| WHAT IS EXPECTED |
Look through the records below for the line with "Target: blue jeans". Return that line and each one after it up to and including the line with "Target: white sneaker", exactly.

| DATA EXCERPTS |
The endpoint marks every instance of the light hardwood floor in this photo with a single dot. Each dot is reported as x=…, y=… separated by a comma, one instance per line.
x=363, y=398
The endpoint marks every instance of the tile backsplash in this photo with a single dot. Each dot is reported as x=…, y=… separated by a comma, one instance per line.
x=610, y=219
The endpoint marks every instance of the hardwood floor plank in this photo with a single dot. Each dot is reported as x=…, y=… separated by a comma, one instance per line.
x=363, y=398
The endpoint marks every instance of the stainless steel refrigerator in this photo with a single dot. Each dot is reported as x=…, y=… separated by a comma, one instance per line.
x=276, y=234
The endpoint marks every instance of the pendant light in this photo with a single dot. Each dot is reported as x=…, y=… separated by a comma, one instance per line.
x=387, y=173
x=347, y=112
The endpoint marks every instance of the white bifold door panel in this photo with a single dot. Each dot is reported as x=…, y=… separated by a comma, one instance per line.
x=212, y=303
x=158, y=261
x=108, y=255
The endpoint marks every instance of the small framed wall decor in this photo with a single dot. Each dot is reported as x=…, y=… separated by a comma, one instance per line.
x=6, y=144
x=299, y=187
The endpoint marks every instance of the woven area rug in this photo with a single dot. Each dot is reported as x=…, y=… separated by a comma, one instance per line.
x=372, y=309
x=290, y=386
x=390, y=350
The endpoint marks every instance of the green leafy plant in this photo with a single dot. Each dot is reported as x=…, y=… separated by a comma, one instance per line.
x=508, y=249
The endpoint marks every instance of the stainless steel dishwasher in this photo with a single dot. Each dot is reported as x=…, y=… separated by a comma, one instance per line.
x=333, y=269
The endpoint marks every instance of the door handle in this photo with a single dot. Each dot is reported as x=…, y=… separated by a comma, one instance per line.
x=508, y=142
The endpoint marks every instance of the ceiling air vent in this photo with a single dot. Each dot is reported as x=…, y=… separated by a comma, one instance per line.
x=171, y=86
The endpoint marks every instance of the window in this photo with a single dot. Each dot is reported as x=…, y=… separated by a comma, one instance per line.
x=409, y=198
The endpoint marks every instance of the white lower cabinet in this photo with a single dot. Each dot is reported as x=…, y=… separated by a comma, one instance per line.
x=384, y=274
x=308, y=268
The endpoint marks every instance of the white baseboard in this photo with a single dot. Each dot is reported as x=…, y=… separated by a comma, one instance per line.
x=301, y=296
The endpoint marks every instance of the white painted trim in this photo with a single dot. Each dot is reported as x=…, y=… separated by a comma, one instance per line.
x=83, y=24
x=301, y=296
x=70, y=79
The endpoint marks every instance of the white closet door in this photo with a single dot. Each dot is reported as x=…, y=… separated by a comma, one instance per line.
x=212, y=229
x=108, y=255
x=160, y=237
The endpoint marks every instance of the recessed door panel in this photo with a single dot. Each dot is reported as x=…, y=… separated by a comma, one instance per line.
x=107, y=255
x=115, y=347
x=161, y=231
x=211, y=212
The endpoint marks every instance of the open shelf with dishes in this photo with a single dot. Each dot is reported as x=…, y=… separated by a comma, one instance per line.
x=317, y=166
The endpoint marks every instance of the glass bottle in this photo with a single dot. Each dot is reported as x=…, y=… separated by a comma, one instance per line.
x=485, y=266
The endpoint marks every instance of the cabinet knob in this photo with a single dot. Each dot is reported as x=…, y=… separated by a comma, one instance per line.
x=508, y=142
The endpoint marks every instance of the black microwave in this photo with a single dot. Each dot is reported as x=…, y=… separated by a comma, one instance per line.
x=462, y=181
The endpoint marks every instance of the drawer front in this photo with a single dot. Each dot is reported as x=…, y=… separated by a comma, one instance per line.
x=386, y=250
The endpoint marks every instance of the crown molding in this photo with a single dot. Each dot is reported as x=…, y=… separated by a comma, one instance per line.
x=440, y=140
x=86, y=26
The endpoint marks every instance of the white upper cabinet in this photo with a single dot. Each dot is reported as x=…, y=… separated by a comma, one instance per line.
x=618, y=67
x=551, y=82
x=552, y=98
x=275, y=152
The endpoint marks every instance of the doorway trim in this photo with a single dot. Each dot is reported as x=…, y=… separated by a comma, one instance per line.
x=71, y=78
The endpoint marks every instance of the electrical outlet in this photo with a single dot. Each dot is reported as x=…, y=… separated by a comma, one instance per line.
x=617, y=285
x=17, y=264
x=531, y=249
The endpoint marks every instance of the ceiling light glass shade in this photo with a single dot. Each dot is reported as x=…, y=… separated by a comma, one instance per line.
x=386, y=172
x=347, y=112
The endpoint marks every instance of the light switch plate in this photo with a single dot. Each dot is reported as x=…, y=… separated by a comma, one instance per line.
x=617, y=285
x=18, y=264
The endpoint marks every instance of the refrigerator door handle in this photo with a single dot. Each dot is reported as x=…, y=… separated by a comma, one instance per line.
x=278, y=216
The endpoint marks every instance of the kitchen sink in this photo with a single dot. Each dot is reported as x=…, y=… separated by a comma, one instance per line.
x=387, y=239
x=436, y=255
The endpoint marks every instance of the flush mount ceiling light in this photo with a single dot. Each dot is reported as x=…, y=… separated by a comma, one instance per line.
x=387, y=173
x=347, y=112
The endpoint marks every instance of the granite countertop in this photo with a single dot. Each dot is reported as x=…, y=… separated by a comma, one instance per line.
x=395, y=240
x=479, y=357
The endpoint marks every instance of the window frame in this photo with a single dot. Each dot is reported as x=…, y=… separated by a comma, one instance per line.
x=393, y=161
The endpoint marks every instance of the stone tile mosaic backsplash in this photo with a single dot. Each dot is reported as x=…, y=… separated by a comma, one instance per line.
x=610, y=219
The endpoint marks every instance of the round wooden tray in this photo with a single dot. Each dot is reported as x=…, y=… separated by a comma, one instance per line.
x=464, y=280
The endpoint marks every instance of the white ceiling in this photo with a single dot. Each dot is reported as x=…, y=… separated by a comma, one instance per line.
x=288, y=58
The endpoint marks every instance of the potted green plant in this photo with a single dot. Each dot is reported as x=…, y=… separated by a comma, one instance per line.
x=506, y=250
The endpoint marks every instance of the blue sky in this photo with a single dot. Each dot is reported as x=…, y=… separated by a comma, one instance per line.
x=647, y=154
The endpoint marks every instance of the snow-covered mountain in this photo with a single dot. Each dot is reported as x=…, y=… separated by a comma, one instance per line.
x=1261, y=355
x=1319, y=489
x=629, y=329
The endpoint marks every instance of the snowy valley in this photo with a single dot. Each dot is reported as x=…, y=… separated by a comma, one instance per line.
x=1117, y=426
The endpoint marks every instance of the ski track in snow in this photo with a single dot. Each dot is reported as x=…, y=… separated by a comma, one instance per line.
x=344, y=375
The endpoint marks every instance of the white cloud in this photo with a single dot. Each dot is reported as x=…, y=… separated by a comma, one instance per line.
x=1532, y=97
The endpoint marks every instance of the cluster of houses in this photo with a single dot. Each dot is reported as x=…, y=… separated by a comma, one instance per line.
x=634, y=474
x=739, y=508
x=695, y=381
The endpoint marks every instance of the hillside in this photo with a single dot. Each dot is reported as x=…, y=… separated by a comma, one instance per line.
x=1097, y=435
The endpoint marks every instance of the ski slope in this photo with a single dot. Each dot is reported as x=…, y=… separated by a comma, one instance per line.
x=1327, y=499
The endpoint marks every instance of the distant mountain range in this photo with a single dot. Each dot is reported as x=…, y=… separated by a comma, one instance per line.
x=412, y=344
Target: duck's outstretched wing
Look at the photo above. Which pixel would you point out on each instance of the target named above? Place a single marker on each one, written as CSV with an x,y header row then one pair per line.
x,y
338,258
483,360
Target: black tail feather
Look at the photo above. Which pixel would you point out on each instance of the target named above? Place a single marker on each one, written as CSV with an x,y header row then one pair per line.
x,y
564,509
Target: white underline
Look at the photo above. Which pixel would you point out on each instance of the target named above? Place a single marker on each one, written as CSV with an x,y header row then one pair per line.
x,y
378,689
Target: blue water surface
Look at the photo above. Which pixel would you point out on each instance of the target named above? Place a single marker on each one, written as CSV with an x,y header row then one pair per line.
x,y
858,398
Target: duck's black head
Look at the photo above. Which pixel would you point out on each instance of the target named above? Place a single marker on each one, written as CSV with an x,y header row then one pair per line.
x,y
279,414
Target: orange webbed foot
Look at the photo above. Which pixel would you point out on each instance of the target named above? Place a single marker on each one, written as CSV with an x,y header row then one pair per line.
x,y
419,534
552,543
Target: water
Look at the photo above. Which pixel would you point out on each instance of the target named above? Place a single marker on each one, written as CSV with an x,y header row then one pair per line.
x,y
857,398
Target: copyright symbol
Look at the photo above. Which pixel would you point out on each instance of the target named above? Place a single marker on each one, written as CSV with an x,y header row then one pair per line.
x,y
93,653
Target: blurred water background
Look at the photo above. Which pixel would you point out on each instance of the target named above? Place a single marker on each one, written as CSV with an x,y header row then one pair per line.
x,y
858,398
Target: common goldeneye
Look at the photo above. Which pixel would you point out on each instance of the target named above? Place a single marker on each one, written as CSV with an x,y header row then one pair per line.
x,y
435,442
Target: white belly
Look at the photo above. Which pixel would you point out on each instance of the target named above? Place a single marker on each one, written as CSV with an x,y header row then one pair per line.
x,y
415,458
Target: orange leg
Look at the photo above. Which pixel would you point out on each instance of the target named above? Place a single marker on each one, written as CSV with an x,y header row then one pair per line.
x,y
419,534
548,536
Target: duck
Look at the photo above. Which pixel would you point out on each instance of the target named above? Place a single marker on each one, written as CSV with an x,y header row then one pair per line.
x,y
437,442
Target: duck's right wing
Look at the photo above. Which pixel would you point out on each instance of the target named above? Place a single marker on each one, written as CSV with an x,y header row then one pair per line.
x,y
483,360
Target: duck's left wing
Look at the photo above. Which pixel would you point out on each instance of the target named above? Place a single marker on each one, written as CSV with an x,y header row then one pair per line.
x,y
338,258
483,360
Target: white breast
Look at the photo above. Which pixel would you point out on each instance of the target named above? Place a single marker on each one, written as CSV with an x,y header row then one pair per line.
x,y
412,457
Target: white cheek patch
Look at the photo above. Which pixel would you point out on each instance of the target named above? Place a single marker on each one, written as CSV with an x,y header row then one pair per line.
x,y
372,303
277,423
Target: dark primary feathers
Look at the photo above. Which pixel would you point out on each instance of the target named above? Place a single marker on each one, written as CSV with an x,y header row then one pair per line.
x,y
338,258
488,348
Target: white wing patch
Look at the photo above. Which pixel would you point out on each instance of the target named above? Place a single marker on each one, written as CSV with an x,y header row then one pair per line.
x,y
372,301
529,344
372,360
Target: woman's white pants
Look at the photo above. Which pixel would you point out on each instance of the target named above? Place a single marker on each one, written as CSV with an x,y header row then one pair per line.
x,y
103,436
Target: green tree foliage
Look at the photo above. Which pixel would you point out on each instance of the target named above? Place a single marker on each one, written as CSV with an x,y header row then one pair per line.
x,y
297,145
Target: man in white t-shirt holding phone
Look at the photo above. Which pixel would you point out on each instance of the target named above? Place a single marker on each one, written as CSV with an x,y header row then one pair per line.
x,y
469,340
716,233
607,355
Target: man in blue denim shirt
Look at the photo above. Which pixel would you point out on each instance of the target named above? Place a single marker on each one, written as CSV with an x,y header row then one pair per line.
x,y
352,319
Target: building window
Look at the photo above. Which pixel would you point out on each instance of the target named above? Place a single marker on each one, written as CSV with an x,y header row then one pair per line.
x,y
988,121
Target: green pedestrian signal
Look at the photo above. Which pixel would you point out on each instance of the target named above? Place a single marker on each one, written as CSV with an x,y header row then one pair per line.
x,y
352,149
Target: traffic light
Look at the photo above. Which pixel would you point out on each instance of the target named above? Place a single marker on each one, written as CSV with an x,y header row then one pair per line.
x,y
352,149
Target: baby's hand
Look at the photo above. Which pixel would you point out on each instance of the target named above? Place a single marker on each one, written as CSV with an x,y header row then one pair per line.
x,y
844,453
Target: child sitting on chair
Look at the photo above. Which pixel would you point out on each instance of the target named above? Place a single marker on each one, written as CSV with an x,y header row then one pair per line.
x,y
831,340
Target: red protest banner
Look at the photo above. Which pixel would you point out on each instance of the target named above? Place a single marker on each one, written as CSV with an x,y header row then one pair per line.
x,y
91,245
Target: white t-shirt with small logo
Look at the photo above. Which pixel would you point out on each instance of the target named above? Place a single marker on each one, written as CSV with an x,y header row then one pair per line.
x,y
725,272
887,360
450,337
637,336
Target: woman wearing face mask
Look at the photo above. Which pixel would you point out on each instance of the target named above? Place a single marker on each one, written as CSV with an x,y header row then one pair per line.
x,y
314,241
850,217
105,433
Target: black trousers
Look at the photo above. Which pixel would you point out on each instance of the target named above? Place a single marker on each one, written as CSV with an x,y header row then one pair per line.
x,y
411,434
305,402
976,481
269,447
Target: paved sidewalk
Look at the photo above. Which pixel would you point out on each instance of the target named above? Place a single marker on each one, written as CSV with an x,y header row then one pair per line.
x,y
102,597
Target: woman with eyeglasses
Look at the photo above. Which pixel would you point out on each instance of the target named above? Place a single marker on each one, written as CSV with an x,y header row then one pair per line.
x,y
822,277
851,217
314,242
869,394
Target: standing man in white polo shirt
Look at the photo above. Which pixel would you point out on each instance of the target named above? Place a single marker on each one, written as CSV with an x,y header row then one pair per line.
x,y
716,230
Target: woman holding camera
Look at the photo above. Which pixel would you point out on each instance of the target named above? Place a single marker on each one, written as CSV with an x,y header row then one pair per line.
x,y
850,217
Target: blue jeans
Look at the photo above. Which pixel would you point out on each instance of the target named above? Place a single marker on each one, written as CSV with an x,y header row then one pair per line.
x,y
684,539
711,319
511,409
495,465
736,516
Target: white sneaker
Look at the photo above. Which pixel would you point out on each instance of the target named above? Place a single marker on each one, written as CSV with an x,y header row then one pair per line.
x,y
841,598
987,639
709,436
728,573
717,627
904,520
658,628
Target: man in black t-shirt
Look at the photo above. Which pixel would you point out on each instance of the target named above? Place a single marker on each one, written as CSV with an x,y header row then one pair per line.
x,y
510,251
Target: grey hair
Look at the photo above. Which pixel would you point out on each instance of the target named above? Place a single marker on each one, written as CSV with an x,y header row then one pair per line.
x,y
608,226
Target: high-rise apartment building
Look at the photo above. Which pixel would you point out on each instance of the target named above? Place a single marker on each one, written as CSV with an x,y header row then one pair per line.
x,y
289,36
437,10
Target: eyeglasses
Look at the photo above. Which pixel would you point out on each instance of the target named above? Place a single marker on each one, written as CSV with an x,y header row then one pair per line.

| WRITTEN ANSWER |
Target: blue jeans
Look at the photo above. Which pixel would you point out on each instance of the target named above? Place a single marker on each one, written as CSV with an x,y header row then one pair per line.
x,y
684,539
711,319
511,409
495,465
736,516
Target: white sneaker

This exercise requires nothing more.